-- Data provided start --
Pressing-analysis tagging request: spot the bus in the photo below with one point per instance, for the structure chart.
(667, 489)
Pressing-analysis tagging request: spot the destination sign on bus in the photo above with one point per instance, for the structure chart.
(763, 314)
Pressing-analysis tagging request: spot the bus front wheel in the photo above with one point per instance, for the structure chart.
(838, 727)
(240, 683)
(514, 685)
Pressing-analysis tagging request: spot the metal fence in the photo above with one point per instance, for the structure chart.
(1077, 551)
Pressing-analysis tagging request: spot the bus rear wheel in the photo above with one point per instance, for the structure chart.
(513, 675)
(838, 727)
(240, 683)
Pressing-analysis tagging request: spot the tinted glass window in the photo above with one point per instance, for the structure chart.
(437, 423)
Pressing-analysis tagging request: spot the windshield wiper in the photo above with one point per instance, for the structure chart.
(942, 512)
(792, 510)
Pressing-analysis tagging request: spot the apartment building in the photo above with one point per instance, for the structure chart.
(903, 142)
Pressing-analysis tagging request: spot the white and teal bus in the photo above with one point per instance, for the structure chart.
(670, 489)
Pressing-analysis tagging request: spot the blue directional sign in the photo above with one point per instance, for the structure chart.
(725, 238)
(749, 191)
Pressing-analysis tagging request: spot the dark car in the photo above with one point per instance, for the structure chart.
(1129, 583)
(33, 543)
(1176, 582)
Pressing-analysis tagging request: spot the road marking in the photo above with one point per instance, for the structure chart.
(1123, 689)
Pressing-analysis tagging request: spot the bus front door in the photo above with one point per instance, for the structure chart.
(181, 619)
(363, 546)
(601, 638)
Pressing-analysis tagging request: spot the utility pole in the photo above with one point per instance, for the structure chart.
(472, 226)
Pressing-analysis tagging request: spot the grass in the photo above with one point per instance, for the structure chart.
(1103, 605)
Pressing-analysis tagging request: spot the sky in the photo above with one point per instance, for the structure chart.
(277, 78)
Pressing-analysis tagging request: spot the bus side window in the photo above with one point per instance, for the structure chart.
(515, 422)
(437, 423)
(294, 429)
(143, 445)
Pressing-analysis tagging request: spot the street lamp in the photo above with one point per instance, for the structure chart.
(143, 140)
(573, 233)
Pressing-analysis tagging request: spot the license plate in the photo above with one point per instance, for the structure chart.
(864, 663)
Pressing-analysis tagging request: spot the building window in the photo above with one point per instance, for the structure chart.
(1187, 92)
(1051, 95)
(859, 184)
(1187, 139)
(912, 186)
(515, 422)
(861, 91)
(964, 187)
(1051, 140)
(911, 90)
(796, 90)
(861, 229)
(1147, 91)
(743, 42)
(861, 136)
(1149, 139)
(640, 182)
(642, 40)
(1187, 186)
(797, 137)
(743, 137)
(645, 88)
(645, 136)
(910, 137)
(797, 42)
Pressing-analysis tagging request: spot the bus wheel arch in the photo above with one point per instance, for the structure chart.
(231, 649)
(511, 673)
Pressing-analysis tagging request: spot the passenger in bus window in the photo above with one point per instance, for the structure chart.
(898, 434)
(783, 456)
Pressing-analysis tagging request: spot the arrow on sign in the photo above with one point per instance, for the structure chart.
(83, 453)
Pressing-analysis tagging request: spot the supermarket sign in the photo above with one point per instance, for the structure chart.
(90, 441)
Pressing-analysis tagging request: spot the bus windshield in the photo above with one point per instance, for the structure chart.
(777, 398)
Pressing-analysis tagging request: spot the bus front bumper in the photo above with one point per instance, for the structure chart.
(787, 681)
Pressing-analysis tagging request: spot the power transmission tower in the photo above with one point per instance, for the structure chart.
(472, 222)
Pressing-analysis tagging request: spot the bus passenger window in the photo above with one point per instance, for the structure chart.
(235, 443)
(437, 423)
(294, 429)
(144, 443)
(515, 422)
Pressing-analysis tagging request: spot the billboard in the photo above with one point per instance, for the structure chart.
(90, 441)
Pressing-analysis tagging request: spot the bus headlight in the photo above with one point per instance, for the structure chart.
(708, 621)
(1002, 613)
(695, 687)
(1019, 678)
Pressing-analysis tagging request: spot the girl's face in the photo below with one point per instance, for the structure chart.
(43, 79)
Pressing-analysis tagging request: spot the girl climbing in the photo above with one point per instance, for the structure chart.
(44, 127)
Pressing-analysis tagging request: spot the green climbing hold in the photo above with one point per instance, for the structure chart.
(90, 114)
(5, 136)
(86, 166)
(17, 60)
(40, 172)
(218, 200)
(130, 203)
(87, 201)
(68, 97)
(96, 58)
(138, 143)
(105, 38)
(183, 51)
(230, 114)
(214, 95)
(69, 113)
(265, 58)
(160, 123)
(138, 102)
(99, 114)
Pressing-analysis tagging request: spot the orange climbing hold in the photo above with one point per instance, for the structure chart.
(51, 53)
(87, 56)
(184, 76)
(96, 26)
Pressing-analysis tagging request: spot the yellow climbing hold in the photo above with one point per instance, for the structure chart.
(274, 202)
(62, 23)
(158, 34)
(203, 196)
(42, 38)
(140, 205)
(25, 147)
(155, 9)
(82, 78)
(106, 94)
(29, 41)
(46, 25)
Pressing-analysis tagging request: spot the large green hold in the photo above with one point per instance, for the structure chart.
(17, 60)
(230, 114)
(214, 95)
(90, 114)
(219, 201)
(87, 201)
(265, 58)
-- Data provided end --
Output only the lines from the one holding "Pressing-analysis tagging request: spot the bus front bumper" through the last line above, exactly as they appear.

Full response:
Pressing-analysis tagging request: spot the bus front bumper in the photo above with one point per instance, for the structure chart.
(787, 681)
Pressing-analysis tagging request: spot the power transmission tower in the photo above with one point per instance, for the structure chart.
(472, 222)
Pressing-analysis tagging request: spot the bus passenger window in the photo above with one point per instance, for the structure chart.
(235, 443)
(437, 423)
(294, 429)
(144, 443)
(515, 422)
Pressing-analysis tagging request: spot the billboard in the photo above with one point per instance, for the structure chart.
(90, 441)
Pressing-analysis tagging request: spot the bus headlight in the photo above with one point per instance, for the structure chart.
(708, 621)
(1002, 613)
(695, 687)
(1019, 678)
Pressing-analysis tagging request: spot the girl's face in the photo below with one point per instance, for the structure chart.
(43, 79)
Pressing-analysis tagging request: spot the girl climbing in the photo above with one point per instance, for the structure chart.
(44, 127)
Pressing-analysis tagging request: spot the green climbing hold in the photo above with one point per instance, for the structure chart.
(90, 114)
(5, 136)
(86, 166)
(17, 60)
(40, 172)
(218, 200)
(130, 203)
(87, 201)
(68, 97)
(96, 58)
(138, 143)
(105, 38)
(183, 51)
(230, 114)
(214, 95)
(69, 113)
(265, 58)
(160, 123)
(138, 102)
(99, 114)
Pressing-analysis tagging request: spot the orange climbing hold in the photo above with one point per instance, for the structure chart.
(51, 53)
(87, 56)
(184, 76)
(96, 26)
Pressing-analysis tagging request: spot the yellow climbing hold in the photo above with one point per instance, for the structure chart.
(274, 202)
(62, 23)
(158, 34)
(203, 196)
(42, 38)
(140, 205)
(25, 147)
(155, 9)
(82, 78)
(106, 94)
(29, 41)
(46, 25)
Pressing-analysis tagging request: spot the large green hold in the photo above with one point per instance, for the structure chart.
(17, 60)
(230, 114)
(214, 95)
(90, 114)
(219, 201)
(87, 201)
(265, 58)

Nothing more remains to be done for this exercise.